Rewrite the data starting with the line with "Indicate a point on each instance of the tattooed" and going on through the line with "x=344, y=353", replacing "tattooed forearm" with "inked forearm" and leaving everything else unchanged. Return only those lines.

________________

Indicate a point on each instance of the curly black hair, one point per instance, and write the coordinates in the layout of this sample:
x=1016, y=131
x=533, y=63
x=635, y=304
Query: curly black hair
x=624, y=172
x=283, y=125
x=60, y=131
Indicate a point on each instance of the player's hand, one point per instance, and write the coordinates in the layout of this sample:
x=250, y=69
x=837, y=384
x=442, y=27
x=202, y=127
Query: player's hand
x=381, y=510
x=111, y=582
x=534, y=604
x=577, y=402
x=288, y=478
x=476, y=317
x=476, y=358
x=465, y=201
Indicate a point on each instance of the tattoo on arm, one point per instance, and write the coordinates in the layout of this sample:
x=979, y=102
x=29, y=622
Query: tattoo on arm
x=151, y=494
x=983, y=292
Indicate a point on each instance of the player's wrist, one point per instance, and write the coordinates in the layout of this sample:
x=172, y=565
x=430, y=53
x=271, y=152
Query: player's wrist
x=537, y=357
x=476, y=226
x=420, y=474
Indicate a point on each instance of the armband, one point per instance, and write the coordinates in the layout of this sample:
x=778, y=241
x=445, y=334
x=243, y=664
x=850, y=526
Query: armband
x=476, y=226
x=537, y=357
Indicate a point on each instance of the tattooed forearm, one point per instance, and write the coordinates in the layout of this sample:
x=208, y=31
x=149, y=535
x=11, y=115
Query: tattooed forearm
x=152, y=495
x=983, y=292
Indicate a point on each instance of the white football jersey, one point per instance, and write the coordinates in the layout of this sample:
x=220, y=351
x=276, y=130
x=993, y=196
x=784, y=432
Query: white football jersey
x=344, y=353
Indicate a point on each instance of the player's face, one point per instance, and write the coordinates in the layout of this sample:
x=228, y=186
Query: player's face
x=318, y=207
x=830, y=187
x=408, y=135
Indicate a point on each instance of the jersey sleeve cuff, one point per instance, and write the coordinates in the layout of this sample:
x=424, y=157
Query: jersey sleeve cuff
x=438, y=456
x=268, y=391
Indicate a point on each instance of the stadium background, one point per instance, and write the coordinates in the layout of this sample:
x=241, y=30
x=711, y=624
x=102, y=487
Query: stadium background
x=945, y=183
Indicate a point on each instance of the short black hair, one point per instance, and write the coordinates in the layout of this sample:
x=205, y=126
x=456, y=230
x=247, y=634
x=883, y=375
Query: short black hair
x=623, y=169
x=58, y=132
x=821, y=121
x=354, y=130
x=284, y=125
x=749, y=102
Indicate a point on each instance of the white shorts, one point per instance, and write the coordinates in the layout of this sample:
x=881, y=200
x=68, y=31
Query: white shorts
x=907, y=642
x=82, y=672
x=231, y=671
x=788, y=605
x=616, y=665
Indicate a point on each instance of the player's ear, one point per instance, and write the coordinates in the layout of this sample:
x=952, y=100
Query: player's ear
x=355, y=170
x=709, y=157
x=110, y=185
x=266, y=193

________________

→ Result below
Indicate a point on each instance of the inked forearm, one point per instance, and write the coordinates in the layout of this sample:
x=208, y=31
x=149, y=535
x=11, y=115
Query: inked forearm
x=152, y=495
x=983, y=292
Indicate a point on each instance of the white football jersey, one point per instance, and write the coordinates in the layout of this sample:
x=220, y=351
x=276, y=130
x=993, y=196
x=784, y=432
Query: white football jersey
x=344, y=353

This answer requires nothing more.